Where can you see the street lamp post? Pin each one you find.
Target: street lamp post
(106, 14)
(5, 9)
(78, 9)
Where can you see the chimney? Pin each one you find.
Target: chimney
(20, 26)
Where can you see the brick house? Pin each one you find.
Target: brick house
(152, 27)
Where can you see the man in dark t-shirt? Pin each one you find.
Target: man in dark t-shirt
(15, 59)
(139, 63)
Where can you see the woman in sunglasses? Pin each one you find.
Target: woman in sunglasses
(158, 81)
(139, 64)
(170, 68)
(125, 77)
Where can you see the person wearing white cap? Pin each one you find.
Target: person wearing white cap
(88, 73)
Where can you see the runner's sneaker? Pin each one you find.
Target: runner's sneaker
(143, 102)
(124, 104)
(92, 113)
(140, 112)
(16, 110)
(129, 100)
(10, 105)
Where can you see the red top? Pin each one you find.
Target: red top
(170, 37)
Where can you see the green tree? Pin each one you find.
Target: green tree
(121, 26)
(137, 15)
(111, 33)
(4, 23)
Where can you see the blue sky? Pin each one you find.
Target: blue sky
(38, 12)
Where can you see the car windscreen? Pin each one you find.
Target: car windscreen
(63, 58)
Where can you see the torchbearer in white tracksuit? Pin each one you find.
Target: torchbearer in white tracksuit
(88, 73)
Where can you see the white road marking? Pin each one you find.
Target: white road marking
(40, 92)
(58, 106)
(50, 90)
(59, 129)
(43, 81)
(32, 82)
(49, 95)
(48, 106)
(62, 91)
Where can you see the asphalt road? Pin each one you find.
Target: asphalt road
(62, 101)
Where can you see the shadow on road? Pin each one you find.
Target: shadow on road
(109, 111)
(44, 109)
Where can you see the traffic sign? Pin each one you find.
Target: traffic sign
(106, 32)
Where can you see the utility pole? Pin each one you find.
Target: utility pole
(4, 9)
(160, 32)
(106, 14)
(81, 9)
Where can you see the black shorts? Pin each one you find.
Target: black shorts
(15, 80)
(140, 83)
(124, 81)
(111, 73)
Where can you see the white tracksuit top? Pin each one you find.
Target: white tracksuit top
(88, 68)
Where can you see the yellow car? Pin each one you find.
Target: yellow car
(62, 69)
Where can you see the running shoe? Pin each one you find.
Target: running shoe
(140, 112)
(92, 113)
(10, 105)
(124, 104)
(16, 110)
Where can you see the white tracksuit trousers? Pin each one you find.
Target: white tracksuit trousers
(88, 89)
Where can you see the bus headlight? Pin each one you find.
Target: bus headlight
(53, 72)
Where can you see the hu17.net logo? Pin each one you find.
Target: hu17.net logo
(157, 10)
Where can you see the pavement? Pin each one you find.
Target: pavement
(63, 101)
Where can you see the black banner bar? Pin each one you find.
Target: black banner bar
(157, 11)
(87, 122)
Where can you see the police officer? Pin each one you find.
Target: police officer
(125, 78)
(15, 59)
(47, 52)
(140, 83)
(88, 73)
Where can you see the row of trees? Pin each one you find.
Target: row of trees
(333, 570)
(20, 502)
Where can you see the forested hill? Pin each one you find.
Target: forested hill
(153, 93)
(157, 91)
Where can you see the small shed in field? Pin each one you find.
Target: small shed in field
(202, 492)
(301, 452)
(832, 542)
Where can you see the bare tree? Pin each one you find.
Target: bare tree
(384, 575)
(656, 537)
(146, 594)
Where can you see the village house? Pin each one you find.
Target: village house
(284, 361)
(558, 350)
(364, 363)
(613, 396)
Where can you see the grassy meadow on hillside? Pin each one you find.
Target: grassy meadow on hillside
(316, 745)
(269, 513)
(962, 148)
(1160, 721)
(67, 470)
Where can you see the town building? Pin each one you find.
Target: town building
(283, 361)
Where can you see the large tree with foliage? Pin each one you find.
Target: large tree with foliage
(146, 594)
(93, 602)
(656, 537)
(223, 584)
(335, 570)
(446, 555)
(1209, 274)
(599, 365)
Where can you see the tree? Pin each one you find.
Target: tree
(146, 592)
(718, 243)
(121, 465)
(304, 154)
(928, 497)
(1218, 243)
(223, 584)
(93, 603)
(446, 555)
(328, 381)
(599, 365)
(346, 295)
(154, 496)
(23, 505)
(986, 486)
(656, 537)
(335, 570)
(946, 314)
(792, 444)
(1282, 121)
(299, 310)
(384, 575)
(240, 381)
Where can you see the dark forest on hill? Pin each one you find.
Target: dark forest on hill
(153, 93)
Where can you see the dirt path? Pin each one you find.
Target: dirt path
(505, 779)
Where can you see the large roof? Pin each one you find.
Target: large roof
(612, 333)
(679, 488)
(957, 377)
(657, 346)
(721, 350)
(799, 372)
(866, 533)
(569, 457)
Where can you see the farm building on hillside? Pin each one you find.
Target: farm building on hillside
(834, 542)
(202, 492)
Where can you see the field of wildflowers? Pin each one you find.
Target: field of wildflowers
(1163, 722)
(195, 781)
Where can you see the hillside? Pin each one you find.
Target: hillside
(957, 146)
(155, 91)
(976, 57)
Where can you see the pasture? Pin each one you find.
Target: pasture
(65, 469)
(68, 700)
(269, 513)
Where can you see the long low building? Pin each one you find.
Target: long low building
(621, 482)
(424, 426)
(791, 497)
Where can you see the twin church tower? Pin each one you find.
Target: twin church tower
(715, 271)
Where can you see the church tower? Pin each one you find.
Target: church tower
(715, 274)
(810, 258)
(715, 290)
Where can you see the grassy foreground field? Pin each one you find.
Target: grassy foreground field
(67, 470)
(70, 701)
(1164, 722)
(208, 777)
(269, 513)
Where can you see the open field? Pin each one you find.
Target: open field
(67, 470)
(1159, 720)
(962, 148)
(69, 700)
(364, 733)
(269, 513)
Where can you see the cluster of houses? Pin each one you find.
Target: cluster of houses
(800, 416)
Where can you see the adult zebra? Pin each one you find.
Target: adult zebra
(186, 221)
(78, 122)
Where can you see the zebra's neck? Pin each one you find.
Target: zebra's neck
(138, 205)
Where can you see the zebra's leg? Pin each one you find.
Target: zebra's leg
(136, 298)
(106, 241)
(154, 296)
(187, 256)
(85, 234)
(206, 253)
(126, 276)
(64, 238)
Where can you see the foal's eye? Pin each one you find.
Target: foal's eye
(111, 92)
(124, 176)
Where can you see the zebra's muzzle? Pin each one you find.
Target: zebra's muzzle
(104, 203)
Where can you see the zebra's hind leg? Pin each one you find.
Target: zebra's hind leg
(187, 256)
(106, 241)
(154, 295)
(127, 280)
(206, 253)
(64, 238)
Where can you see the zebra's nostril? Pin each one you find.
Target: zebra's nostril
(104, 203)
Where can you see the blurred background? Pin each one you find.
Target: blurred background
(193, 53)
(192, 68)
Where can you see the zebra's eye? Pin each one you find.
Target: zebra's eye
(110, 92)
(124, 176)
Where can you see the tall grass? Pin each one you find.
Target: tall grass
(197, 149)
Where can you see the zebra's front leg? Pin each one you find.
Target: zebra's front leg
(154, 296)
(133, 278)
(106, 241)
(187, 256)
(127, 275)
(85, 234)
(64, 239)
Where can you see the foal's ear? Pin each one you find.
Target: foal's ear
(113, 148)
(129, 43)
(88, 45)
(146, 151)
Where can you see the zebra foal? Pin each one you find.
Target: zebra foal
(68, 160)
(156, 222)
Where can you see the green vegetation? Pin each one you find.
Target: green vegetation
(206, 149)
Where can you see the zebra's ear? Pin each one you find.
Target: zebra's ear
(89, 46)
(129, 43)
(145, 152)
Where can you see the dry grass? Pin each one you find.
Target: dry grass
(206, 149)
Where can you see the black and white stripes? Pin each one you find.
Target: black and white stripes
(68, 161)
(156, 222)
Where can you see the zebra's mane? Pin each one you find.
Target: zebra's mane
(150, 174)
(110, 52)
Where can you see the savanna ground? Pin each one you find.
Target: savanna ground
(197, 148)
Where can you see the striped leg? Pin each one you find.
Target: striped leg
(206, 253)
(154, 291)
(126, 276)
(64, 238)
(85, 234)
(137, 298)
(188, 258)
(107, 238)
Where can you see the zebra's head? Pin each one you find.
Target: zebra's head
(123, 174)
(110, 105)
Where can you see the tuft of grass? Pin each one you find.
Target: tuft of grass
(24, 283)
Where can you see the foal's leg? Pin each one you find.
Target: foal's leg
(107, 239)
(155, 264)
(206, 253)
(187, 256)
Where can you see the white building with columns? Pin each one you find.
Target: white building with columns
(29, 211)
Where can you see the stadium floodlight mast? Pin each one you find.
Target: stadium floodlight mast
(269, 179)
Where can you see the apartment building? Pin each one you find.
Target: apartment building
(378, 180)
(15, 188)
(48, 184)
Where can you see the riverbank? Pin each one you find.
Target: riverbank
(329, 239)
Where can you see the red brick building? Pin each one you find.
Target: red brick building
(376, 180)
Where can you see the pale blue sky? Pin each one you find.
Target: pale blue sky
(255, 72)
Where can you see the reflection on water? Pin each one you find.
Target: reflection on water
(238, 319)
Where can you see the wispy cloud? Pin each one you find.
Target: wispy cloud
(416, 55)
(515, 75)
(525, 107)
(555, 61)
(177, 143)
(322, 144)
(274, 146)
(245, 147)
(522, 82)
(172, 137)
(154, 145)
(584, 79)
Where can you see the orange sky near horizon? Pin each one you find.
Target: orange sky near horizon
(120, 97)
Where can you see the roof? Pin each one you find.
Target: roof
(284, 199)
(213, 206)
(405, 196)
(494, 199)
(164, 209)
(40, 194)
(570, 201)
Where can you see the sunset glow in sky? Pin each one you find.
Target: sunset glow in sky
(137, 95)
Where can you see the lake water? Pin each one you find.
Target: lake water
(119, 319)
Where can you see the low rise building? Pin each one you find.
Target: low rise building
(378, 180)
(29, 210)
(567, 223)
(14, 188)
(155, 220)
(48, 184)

**What you should do:**
Reproduce only the lines above spanning from the line containing "Where can you see the man" through the line containing "Where can you see the white road", word for word.

**Exercise solution:**
Where can you see the man in dark t-shirt? Pin each one you find.
Target: man in dark t-shirt
(15, 59)
(139, 63)
Where can you see the woman in sunglasses? Pin each one you find.
Target: woman in sunglasses
(158, 81)
(139, 64)
(170, 68)
(125, 77)
Where can you see the person wearing white cap? Pin each one you find.
Target: person wearing white cap
(88, 73)
Where can you see the runner's sneaker? Pin each one you find.
Target: runner's sneaker
(143, 102)
(124, 104)
(92, 113)
(140, 112)
(16, 110)
(129, 100)
(10, 105)
Where can you see the red top? Pin each one you find.
Target: red top
(170, 37)
Where can you see the green tree? Pin each one you find.
Target: green tree
(121, 26)
(137, 15)
(111, 33)
(4, 23)
Where can you see the blue sky? Pin each one you find.
Target: blue sky
(38, 12)
Where can you see the car windscreen? Pin each one you find.
Target: car windscreen
(63, 58)
Where can you see the torchbearer in white tracksuit? Pin each one you find.
Target: torchbearer in white tracksuit
(88, 73)
Where can you see the white road marking? Pin each one you find.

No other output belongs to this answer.